_Brano di lettura_
═══

Uomini prima che campioni

uomini prima di campioni

Uomini prima che campioni. Modelli di riferimento prima che personaggi della ribalta. È una vera e propria «responsabilità sociale» quella che Papa Francesco ha indicato ai giocatori di calcio delle nazionali di Italia e Argentina ricevuti in udienza martedì mattina, 13 agosto, alla vigilia della partita amichevole in programma nella serata di mercoledì 14 allo stadio Olimpico di Roma.

«Voi siete molto popolari: la gente vi segue molto, non solo quando siete in campo ma anche fuori» ha detto rivolgendosi alle delegazioni delle due squadre durante l’incontro nella Sala Clementina. Da ciò deriva l’importanza di «dare esempio di lealtà, rispetto e altruismo», mantenendo nella pratica sportiva quello spirito da «dilettante» che «fa bene alla società» e «costruisce il bene comune a partire dai valori della gratuità, del cameratismo, della bellezza».

Anche ai dirigenti delle due nazionali il Pontefice ha chiesto di impegnarsi perché lo sport non diventi soltanto un «grande business» ma conservi la sua dimensione più autentica e umana, in modo da eliminare «definitivamente il pericolo della discriminazione» e della violenza negli stadi.

A tu per tu con il tifoso Bergoglio

Editoriale dell'Osservatore Romano

Parata di stelle del calcio italiano e argentino in Vaticano. Cornice straordinaria e inconsueta di questo appuntamento la Sala Clementina, dove alla vigilia del confronto amichevole in programma mercoledì 14 agosto allo stadio Olimpico di Roma, le delegazioni delle due squadre nazionali sono state ricevute da Papa Francesco. Emozione e gioia sui volti di campioni pure abituati ai riflettori della ribalta. L’udienza si svolge in un clima di grande familiarità, che diventa entusiasmo incontenibile al momento dei saluti che il Pontefice riserva ai singoli calciatori. 

Letteralmente travolto dall’abbraccio dei suoi connazionali — con i sediari che hanno il loro bel da fare per tenere a bada tutti — il Papa non perde l’occasione per sottolineare lo spirito di festa tipico degli argentini. «Ho visto che la squadra italiana e i tifosi italiani erano tutti in fila, mentre ho visto che gli argentini...» commenta riferendosi all’esuberanza dei giocatori dell’Albiceleste. «Ma — aggiunge divertito — questo è importante, perché qui in Vaticano mi rimproverano e dicono che io sono indiciplinato: adesso hanno visto la mia “razza”!». E si congeda chiedendo a tutti di pregare per lui, «perché — dice in spagnolo — possa giocare la partita della vita così come Dio vuole».

═══

_Problema a_
Secondo il brano, in quale sala del Vaticano il Papa ha ricevuto le delegazioni delle due nazionali?
Il brano e i record sono materiali indipendenti tra loro.

_Dati di ingresso_
═══

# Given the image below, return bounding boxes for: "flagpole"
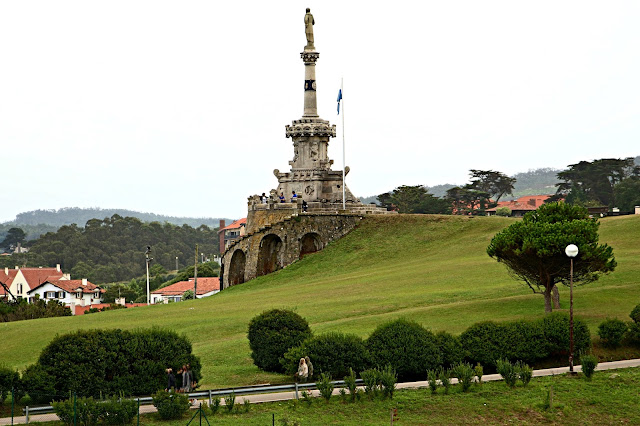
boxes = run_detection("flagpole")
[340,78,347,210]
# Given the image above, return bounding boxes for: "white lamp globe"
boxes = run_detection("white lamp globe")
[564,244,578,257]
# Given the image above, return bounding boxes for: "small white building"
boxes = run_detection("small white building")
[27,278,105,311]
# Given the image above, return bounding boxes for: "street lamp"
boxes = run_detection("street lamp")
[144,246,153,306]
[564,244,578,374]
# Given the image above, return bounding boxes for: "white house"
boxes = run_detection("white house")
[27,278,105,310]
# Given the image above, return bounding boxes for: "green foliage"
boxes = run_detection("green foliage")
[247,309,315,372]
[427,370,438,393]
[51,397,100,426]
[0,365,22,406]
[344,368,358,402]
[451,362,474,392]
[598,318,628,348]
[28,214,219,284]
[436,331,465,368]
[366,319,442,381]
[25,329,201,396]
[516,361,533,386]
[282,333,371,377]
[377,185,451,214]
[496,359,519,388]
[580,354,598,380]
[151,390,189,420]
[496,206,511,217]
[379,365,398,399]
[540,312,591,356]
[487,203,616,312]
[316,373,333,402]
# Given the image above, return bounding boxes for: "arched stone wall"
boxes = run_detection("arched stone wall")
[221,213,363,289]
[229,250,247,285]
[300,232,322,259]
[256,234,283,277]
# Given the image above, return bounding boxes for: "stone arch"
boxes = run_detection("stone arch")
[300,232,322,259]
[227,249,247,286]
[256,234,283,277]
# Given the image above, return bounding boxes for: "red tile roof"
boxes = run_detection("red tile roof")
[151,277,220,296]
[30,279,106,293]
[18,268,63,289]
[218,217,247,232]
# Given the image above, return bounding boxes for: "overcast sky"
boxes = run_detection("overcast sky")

═══

_Problema b_
Aggiorna i record dall'inizio fino alla riga con "[564,244,578,374]", inclusa, sostituendo "street lamp" con "lamp post" e lasciando invariato tutto il resto. Riporta solo queste righe, senza le immagini.

_Soluzione del problema a_
Nella Sala Clementina.

_Soluzione del problema b_
# Given the image below, return bounding boxes for: "flagpole"
boxes = run_detection("flagpole")
[340,78,347,210]
# Given the image above, return bounding boxes for: "white lamp globe"
boxes = run_detection("white lamp globe")
[564,244,578,257]
# Given the image above, return bounding boxes for: "small white building"
boxes = run_detection("small white building")
[27,278,105,311]
# Given the image above, return bounding boxes for: "lamp post"
boxes = run_detection("lamp post")
[144,246,153,306]
[564,244,578,374]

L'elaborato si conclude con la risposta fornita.